### Text provided
1. A micro-machined ultrasonic transducer array, comprising:

a substrate having an upper surface and an opposing lower surface and a thickness there between;

a recess formed in the substrate that projects upwardly into the substrate from the lower surface to an intermediate position within the substrate, the recess being substantially filled with a material having a predetermined acoustic property; and

at least one micro-machined ultrasonic transducer (MUT) supported by the upper surface of the substrate and positioned over the recess.

2. The array according to claim 1 wherein the MUT is further comprised of a capacitive micro-machined ultrasonic transducer (cMUT).

3. The array according to claim 1 wherein the MUT is further comprised of a piezoelectric micro-machined ultrasonic transducer (pMUT).

4. The array according to claim 1, further comprising a dielectric layer interposed between the substrate and the at least one MUT.

5. The array according to claim 4 wherein the dielectric layer is further comprised of a silicon dioxide layer formed on the substrate.

6. The array according to claim 4 wherein the dielectric layer is further comprised of a silicon nitride layer formed on the substrate.

7. The array according to claim 4, wherein the dielectric layer comprises a silicon oxynitride layer.

8. The array according to claim 1 wherein the recess is further comprised of spaced apart side walls and a top surface positioned between the side walls.

9. The array according to claim 8 wherein the spaced apart sidewalls are angled inwardly to form a tapered recess within the substrate.

10. The array according to claim 8 wherein the top surface is approximately plane-parallel with the upper surface of the substrate.

11. The array according to claim 1 wherein the material is further comprised of an elastomeric material.

12. The array according to claim 1 wherein the material is further comprised of an epoxy resin material.

13. The array according to claim 12 wherein the epoxy resin material is further comprised of an epoxy resin material with a filler material.

### Material shown
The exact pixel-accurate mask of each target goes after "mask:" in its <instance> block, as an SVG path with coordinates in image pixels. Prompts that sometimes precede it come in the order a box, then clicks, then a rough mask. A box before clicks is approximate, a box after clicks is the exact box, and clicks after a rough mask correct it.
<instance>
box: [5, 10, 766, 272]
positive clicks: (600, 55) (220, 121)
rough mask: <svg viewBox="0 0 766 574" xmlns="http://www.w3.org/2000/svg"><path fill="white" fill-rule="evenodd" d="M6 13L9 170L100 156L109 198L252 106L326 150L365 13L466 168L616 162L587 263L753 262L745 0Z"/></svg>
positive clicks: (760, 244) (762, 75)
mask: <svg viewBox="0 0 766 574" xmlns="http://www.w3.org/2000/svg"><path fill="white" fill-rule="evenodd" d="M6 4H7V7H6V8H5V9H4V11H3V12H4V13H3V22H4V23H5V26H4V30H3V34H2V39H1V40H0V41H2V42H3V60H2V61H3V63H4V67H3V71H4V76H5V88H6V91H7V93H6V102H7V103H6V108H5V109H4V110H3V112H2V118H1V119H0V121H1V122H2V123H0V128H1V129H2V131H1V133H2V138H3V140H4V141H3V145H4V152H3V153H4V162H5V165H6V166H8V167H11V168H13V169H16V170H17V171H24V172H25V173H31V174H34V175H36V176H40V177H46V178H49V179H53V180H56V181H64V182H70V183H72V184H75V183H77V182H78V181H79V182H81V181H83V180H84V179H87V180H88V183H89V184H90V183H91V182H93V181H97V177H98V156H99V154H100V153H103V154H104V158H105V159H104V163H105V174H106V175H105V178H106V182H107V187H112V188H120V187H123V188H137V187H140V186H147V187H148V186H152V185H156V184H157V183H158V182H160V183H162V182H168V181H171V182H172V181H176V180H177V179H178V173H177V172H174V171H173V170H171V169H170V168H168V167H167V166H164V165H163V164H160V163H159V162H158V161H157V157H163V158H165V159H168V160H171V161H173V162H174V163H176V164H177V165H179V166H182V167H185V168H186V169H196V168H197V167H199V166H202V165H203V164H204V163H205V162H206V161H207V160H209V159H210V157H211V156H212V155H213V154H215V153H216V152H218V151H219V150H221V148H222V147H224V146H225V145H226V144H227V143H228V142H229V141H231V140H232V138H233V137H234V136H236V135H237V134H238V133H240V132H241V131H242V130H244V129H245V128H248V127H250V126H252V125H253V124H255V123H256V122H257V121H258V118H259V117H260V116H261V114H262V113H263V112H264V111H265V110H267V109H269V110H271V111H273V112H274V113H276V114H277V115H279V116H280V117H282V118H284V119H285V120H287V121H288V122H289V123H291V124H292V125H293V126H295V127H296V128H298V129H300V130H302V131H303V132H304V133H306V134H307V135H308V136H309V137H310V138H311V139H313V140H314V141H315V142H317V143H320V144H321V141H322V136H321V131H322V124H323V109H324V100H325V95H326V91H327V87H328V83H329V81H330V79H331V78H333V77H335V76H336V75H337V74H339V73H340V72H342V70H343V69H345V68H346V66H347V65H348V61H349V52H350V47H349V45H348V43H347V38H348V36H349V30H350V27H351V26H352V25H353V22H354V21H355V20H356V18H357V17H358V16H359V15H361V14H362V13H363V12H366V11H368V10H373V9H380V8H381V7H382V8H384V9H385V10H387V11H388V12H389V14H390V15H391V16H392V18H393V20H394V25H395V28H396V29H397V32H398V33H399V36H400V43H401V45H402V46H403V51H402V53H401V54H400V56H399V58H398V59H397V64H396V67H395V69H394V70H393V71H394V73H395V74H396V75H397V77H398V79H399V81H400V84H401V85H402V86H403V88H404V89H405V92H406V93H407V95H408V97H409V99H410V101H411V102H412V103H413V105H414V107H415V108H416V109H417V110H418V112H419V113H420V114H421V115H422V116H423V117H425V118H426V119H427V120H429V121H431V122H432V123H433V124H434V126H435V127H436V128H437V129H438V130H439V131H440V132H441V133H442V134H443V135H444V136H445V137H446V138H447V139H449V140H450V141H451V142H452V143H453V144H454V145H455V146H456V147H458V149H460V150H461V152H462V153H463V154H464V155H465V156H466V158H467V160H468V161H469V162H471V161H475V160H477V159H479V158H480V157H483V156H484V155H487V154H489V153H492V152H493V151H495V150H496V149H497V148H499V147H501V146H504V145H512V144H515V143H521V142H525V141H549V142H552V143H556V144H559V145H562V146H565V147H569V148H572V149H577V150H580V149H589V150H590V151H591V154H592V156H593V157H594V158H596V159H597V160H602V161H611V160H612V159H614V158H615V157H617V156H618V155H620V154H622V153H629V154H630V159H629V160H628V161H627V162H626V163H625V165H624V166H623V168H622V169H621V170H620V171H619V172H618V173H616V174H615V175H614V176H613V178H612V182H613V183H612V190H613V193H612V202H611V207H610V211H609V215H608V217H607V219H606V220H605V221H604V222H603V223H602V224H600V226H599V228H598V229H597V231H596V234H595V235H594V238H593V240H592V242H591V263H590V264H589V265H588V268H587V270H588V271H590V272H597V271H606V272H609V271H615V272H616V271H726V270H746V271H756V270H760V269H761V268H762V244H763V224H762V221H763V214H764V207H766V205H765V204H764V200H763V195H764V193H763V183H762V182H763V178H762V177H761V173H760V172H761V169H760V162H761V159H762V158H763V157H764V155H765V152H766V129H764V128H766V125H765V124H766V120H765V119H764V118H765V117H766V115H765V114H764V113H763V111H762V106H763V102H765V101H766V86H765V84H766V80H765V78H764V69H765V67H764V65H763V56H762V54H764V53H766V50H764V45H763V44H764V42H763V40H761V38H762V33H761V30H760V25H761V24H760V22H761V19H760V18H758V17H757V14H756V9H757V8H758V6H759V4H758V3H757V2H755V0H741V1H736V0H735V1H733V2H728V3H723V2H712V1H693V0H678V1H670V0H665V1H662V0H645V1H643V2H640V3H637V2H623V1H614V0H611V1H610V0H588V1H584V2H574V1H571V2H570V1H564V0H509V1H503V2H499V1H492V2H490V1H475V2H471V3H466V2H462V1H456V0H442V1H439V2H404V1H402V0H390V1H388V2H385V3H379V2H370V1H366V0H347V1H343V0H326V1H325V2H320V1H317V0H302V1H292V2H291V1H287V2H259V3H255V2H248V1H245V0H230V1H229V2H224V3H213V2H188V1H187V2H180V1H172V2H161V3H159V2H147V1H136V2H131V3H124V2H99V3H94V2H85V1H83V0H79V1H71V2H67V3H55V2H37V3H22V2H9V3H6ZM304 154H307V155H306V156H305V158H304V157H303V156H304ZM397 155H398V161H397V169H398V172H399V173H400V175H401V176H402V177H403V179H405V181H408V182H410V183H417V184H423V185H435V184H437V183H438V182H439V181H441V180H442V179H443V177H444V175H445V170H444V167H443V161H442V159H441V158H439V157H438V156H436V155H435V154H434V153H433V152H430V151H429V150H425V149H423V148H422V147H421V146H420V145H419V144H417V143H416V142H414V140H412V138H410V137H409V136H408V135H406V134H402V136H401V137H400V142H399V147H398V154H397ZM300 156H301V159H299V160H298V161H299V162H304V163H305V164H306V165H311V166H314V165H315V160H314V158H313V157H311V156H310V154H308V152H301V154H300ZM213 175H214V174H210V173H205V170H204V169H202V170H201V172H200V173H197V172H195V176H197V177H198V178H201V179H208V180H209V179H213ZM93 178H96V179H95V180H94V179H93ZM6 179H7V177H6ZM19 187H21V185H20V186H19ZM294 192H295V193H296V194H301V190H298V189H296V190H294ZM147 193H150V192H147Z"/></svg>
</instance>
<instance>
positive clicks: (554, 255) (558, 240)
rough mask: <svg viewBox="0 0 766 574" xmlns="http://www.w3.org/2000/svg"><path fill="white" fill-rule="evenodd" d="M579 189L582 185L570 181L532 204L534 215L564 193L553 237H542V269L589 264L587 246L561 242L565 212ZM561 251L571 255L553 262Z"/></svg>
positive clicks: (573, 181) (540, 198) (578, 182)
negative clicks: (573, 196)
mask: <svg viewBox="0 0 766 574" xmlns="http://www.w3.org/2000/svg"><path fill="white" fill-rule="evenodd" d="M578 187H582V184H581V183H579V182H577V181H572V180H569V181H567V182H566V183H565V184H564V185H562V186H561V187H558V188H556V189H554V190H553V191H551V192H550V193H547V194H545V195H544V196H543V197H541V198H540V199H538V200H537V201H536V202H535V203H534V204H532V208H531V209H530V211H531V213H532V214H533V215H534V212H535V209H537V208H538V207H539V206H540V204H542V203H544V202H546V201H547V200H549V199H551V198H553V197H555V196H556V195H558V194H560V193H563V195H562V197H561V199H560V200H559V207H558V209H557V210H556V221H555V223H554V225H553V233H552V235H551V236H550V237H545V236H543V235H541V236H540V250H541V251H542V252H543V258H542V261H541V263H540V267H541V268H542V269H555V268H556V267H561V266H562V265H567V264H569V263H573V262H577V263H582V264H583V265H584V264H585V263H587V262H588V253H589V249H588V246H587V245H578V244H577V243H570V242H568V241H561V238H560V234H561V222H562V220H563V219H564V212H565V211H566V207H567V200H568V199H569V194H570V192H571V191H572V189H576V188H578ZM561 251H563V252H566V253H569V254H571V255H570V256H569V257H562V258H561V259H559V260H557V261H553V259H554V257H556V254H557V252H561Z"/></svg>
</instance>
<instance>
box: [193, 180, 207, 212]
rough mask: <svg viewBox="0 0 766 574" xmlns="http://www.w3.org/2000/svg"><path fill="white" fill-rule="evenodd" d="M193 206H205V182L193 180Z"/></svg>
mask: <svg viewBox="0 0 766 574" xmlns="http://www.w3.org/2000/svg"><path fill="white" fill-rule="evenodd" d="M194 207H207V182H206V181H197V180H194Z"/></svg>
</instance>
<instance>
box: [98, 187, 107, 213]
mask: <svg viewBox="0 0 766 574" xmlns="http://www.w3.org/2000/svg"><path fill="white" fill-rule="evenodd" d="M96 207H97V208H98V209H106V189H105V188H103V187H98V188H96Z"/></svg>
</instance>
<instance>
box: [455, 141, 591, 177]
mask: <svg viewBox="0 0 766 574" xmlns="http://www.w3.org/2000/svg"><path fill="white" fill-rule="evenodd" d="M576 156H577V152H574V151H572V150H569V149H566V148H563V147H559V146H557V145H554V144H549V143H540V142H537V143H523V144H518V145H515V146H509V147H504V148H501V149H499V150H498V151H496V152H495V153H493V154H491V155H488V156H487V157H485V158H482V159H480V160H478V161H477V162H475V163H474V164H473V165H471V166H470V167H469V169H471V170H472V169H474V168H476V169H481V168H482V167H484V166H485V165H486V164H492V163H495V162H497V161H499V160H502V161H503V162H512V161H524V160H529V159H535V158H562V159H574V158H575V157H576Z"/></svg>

### Work instructions
• a. Using the patent claims, answer each question briefly:
(i) From which surface of the substrate does the recess project, and how far into the substrate does it reach?
(ii) Which three materials are named for the dielectric layer?
(iii) What is the top surface of the recess approximately plane-parallel with?
• b. List every line of the records that contains the word "positive". Case counts.
The records are unrelated to the text.

### Results by task
• a.
(i) It projects upwardly from the lower surface to an intermediate position within the substrate.
(ii) Silicon dioxide, silicon nitride and silicon oxynitride.
(iii) The upper surface of the substrate.

• b.
positive clicks: (600, 55) (220, 121)
positive clicks: (760, 244) (762, 75)
positive clicks: (554, 255) (558, 240)
positive clicks: (573, 181) (540, 198) (578, 182)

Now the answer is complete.